本文抜粋 →
########
高齢者終末期における意思決定の諸問題
砺波サンシャイン病院 佐藤伸彦
超高齢化社会をむかえる中で、医療現場は少しずつその様相が変化してきている。当院は100床の療養型病床であるが、その平均年齢は83歳、平均要介護度は4.1であり年々高齢化、重症化している。その多くの方が一般病院での急性期を経て、後遺症・合併症を抱えながら家族に連れられて転院して来られる。しかも、脳血管障害後遺症やアルツハイマー型痴呆症で意思の疎通が出来ないと思われる方が7割から8割を占める。自分自身では目の前の風景を変える事の出来ない寝たきりの、家に帰ることも施設に移ることも出来ない高齢者が増えている。当院での取り組みの中から、高齢者の終末期に関する、特に治療方針などの意思決定に関する諸問題を提起し今後の新しい取り組みについても考えてみたい。
症例98歳女性、脳梗塞後遺症で右完全片麻痺、失語症、脳血管障害性痴呆症で意思の疎通できず。食事は半介助、移乗・移動は全介助、排泄はオムツ。次第に食事をむせる様になり食事量が減少してきた。時々熱を出す。その後口からまったく食事をとらずに日中臥床傾向になる。
########
高齢者終末期の意思決定を扱った本文から、「高齢者終末期における意思決定の諸問題」以降「組みについても考えてみたい。」までの全文を、一字一句変えずに書き写してください。 回答には本文に書かれている内容のみを用いてください。

記録抜粋 →
########
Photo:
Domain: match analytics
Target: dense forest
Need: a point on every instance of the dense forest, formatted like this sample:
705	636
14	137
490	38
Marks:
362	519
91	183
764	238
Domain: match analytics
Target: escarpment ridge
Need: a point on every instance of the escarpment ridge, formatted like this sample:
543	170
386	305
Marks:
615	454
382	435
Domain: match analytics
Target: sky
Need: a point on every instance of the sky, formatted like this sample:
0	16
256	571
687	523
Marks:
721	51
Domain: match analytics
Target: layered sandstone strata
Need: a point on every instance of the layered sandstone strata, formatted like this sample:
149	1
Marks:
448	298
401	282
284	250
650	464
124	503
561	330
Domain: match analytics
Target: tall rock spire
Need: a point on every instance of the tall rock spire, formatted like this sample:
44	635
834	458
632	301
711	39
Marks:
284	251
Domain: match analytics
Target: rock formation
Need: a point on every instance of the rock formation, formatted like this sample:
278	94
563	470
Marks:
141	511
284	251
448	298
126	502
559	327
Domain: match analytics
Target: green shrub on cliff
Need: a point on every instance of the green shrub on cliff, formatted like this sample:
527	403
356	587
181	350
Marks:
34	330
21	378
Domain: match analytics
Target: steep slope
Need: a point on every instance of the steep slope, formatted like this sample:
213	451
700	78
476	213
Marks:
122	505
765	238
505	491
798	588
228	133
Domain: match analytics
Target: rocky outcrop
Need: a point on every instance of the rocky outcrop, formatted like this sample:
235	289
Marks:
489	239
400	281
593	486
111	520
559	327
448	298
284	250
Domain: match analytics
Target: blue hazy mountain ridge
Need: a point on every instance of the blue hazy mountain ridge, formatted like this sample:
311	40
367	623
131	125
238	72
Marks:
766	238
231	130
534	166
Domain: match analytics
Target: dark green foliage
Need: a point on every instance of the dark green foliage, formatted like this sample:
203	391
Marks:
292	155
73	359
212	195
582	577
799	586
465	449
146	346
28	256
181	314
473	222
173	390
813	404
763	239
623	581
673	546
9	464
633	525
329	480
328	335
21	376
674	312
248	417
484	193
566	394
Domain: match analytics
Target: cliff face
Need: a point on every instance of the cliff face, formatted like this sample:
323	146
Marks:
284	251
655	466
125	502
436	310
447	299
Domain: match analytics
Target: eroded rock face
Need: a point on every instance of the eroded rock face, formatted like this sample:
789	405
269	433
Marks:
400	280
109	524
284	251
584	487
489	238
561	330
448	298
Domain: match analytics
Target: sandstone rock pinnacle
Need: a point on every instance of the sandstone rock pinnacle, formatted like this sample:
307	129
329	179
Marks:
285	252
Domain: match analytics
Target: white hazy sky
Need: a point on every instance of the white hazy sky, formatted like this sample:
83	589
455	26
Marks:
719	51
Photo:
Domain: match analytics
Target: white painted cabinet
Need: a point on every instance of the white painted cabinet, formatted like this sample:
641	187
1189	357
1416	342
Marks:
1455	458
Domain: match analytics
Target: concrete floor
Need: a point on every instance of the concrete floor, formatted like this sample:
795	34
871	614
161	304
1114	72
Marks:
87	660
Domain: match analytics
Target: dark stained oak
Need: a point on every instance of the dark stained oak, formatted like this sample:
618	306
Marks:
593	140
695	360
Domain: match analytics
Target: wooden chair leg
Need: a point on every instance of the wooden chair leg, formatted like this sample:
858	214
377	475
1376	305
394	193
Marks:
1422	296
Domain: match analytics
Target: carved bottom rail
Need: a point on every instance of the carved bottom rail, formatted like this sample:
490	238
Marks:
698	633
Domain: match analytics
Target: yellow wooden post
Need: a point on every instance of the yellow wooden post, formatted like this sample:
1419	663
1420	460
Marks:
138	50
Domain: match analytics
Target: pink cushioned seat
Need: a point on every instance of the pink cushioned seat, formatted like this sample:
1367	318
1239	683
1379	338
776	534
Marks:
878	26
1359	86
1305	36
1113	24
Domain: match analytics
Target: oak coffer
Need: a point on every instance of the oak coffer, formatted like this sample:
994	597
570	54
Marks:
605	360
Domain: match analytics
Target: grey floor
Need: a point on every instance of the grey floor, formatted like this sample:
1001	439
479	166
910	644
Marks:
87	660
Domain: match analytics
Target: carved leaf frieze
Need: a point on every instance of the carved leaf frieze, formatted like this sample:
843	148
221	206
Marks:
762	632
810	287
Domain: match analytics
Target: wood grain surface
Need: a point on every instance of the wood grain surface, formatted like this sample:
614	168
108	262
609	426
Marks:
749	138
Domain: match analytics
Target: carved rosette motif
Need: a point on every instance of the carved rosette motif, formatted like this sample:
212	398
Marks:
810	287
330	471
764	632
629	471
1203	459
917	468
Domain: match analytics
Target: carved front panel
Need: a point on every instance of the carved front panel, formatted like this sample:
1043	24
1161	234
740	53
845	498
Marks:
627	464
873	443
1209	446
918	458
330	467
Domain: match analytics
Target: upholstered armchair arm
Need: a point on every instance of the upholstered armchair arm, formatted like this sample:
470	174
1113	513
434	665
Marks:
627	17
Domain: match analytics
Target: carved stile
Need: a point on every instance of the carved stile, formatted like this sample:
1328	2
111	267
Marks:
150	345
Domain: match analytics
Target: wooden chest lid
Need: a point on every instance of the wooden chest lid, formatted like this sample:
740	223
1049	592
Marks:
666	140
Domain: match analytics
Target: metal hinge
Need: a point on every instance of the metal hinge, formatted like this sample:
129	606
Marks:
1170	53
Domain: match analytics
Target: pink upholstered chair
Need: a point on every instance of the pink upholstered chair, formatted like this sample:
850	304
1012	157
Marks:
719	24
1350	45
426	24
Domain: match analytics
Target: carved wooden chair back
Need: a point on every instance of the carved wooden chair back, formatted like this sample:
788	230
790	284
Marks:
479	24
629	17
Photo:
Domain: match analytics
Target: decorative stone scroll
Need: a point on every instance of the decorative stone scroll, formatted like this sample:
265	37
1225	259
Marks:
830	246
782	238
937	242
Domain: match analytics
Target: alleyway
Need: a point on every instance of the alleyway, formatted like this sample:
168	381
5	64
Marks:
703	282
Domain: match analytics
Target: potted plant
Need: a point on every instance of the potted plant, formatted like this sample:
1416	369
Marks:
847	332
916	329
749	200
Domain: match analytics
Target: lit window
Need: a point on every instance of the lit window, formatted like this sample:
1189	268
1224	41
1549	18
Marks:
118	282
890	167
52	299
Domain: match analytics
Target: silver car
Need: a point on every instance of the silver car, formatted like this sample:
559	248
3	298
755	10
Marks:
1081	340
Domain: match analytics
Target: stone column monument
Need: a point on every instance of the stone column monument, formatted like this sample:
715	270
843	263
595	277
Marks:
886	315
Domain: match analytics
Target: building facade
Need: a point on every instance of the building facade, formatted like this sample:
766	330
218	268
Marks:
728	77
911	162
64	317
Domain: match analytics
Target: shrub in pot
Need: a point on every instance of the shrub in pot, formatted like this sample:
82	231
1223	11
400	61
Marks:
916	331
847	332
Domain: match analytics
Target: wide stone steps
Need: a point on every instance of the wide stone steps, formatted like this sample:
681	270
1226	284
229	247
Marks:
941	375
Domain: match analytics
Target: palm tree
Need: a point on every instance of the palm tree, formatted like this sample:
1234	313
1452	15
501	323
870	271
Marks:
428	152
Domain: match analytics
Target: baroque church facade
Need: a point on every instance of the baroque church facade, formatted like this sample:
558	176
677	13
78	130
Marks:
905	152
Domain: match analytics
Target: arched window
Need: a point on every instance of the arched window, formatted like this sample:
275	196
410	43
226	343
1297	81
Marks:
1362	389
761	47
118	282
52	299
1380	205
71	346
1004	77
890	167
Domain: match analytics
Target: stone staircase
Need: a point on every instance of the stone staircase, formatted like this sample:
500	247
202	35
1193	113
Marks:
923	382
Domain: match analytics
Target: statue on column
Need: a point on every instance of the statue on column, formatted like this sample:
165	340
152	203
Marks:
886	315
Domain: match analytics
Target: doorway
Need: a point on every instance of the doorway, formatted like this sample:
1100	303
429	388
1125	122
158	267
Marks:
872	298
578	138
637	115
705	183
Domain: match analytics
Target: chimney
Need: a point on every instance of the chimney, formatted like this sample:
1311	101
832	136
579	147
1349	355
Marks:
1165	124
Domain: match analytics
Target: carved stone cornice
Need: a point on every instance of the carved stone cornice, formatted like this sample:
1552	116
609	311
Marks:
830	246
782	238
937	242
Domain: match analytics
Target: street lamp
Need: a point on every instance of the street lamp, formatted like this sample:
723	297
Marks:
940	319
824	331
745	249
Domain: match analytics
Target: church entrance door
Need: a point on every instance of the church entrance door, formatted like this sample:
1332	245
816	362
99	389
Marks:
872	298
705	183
########
回答内容 →
高齢者終末期における意思決定の諸問題
砺波サンシャイン病院 佐藤伸彦
超高齢化社会をむかえる中で、医療現場は少しずつその様相が変化してきている。当院は100床の療養型病床であるが、その平均年齢は83歳、平均要介護度は4.1であり年々高齢化、重症化している。その多くの方が一般病院での急性期を経て、後遺症・合併症を抱えながら家族に連れられて転院して来られる。しかも、脳血管障害後遺症やアルツハイマー型痴呆症で意思の疎通が出来ないと思われる方が7割から8割を占める。自分自身では目の前の風景を変える事の出来ない寝たきりの、家に帰ることも施設に移ることも出来ない高齢者が増えている。当院での取り組みの中から、高齢者の終末期に関する、特に治療方針などの意思決定に関する諸問題を提起し今後の新しい取り組みについても考えてみたい。